(Stored entries)
• • • • • • •

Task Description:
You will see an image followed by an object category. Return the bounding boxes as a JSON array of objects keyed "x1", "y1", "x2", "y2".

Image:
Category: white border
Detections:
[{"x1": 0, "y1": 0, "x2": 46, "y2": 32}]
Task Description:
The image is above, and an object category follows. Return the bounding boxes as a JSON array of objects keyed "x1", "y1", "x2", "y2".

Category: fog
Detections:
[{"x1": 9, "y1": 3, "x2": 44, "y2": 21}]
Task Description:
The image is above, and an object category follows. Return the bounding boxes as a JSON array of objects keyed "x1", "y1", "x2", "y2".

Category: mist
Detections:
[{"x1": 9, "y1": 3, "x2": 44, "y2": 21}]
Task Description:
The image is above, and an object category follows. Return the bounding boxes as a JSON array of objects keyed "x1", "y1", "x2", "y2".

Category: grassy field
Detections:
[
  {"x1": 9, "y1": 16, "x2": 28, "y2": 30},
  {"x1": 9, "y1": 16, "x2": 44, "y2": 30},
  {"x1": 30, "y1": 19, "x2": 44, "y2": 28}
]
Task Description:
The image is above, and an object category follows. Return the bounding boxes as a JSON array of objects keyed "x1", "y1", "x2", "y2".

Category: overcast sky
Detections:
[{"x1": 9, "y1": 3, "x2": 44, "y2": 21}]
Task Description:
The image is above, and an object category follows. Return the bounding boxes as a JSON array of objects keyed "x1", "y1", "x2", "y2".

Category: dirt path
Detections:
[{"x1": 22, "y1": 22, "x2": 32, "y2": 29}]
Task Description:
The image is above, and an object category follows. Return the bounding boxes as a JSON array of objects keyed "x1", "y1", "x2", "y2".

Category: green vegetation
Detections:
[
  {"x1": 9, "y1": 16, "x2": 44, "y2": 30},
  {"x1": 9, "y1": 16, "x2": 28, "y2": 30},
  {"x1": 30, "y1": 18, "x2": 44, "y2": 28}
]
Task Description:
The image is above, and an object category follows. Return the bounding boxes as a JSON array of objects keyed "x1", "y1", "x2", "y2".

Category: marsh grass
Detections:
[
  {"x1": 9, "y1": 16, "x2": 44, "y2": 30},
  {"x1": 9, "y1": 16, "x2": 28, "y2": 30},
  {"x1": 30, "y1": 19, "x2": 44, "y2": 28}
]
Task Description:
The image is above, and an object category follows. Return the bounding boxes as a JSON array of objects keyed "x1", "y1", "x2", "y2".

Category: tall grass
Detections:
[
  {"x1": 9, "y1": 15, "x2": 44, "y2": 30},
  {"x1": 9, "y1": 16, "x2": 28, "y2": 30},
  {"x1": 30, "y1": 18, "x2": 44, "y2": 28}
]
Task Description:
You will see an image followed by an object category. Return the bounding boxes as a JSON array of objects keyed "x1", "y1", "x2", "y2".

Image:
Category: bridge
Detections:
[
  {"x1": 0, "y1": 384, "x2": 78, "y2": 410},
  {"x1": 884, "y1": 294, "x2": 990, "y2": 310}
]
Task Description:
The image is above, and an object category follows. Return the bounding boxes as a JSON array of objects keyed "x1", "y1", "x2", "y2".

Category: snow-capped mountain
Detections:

• • • • • • •

▶ **Exercise details**
Copy out all of the records above with nothing altered.

▶ **Exercise solution**
Task Description:
You will see an image followed by an object category. Return the bounding boxes as a JSON array of objects keyed "x1", "y1", "x2", "y2".

Image:
Category: white border
Detections:
[{"x1": 0, "y1": 0, "x2": 46, "y2": 32}]
Task Description:
The image is above, and an object category follows. Return the bounding boxes as a JSON array of objects keyed "x1", "y1", "x2", "y2".

Category: fog
Detections:
[{"x1": 9, "y1": 3, "x2": 44, "y2": 21}]
Task Description:
The image is above, and an object category follows. Return the bounding boxes as a JSON array of objects keyed "x1", "y1", "x2", "y2".

Category: mist
Detections:
[{"x1": 9, "y1": 3, "x2": 44, "y2": 21}]
Task Description:
The image is above, and an object category follows. Return the bounding boxes as a JSON array of objects keyed "x1", "y1", "x2", "y2".

Category: grassy field
Detections:
[
  {"x1": 9, "y1": 16, "x2": 28, "y2": 30},
  {"x1": 9, "y1": 16, "x2": 44, "y2": 30},
  {"x1": 30, "y1": 19, "x2": 44, "y2": 28}
]
Task Description:
The image is above, and an object category follows. Return the bounding boxes as a JSON array of objects keyed "x1", "y1", "x2", "y2".

Category: overcast sky
Detections:
[{"x1": 9, "y1": 3, "x2": 44, "y2": 21}]
Task Description:
The image is above, and an object category follows. Return the bounding boxes as a JSON array of objects keyed "x1", "y1", "x2", "y2".

Category: dirt path
Detections:
[{"x1": 22, "y1": 22, "x2": 32, "y2": 29}]
Task Description:
The image is above, and an object category follows. Return the bounding boxes as a JSON array of objects keyed "x1", "y1", "x2", "y2".

Category: green vegetation
Detections:
[
  {"x1": 9, "y1": 16, "x2": 44, "y2": 30},
  {"x1": 9, "y1": 16, "x2": 28, "y2": 30},
  {"x1": 30, "y1": 18, "x2": 44, "y2": 28}
]
Task Description:
The image is above, and an object category follows. Return the bounding boxes as a JSON array of objects keyed "x1", "y1", "x2", "y2".

Category: marsh grass
Detections:
[
  {"x1": 9, "y1": 16, "x2": 44, "y2": 30},
  {"x1": 9, "y1": 16, "x2": 28, "y2": 30},
  {"x1": 30, "y1": 19, "x2": 44, "y2": 28}
]
Task Description:
The image is above, and an object category follows. Return the bounding boxes as a JSON array of objects keyed "x1", "y1", "x2", "y2".

Category: tall grass
Detections:
[
  {"x1": 9, "y1": 15, "x2": 44, "y2": 30},
  {"x1": 9, "y1": 16, "x2": 28, "y2": 30},
  {"x1": 30, "y1": 18, "x2": 44, "y2": 28}
]
Task Description:
You will see an image followed by an object category. Return the bounding boxes as a JSON array of objects keyed "x1", "y1", "x2", "y2".

Image:
Category: bridge
Detections:
[
  {"x1": 0, "y1": 384, "x2": 78, "y2": 410},
  {"x1": 884, "y1": 294, "x2": 990, "y2": 310}
]
Task Description:
The image is above, and an object category follows. Return the bounding boxes as a JSON array of objects keyed "x1", "y1", "x2", "y2".

Category: snow-capped mountain
Detections:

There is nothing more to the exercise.